> _EXERCISE DETAILS_: Render the material below as a JSON list of strings, one string per line with blank lines omitted, covering only the line containing "Ground the building" through the last line, both ends included.

---------- WORKING DATA

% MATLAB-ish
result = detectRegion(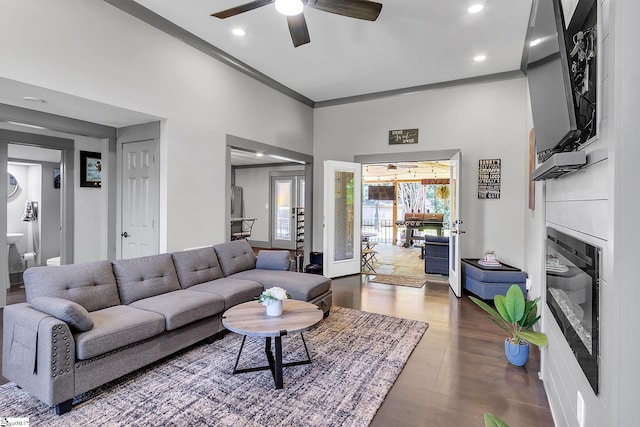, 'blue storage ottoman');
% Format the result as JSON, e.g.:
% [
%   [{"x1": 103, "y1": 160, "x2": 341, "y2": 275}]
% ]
[{"x1": 464, "y1": 263, "x2": 527, "y2": 300}]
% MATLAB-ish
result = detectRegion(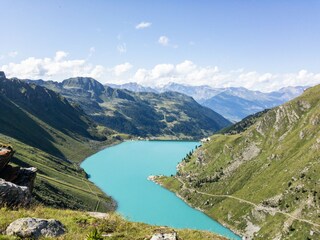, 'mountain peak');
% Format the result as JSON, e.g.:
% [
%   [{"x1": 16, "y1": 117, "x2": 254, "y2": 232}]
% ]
[{"x1": 62, "y1": 77, "x2": 104, "y2": 93}]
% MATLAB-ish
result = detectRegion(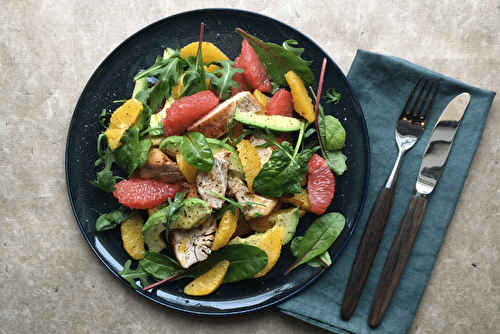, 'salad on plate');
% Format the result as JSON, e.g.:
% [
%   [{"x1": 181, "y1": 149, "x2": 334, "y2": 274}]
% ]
[{"x1": 93, "y1": 24, "x2": 346, "y2": 296}]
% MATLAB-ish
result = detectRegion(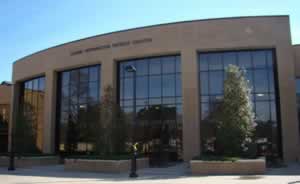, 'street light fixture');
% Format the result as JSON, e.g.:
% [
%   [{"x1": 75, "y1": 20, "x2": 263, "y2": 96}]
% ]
[{"x1": 125, "y1": 65, "x2": 138, "y2": 178}]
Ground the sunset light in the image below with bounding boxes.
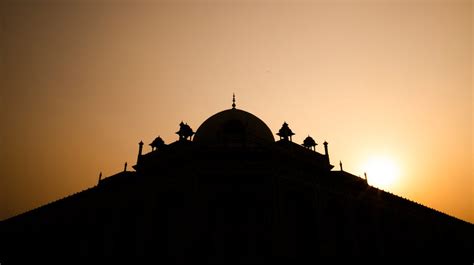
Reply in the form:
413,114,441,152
364,156,400,190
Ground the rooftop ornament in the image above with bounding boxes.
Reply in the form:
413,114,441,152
277,122,295,142
176,122,194,141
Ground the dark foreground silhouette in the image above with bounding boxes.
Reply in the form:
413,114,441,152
0,103,474,264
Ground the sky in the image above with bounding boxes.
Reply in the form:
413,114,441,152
0,0,474,223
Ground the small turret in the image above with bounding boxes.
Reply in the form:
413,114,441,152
303,135,318,151
176,122,194,141
277,122,295,142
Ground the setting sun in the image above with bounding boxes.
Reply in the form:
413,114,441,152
364,156,400,189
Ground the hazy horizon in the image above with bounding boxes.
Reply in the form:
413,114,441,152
0,0,474,223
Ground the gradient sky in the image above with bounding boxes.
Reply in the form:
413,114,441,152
0,0,474,223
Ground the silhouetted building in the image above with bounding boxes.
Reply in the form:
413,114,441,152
0,99,474,264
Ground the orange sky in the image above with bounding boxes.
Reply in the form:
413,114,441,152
0,0,474,222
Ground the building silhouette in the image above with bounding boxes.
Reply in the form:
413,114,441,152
0,97,474,263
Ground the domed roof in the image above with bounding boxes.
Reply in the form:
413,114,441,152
194,108,275,145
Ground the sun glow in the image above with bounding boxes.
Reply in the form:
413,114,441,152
364,157,400,189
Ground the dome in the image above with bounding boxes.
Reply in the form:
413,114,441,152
194,108,275,145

--------------------

> _WORKED ANSWER_:
[
  "Ground the building silhouette in the image above with bounding boxes.",
  "Reply in the form:",
  "413,114,441,152",
  "0,97,474,263",
  "Ground the domed roof in the image above with bounding boxes.",
  "Reply in the form:",
  "413,114,441,152",
  "194,108,275,145",
  "Ground the sun glow in the image above with bounding boxes.",
  "Reply in the form:",
  "413,114,441,152",
  "364,157,400,189",
  "Ground the dome in the image above with bounding boxes.",
  "Reply in the form:",
  "413,114,441,152",
  "194,108,275,145"
]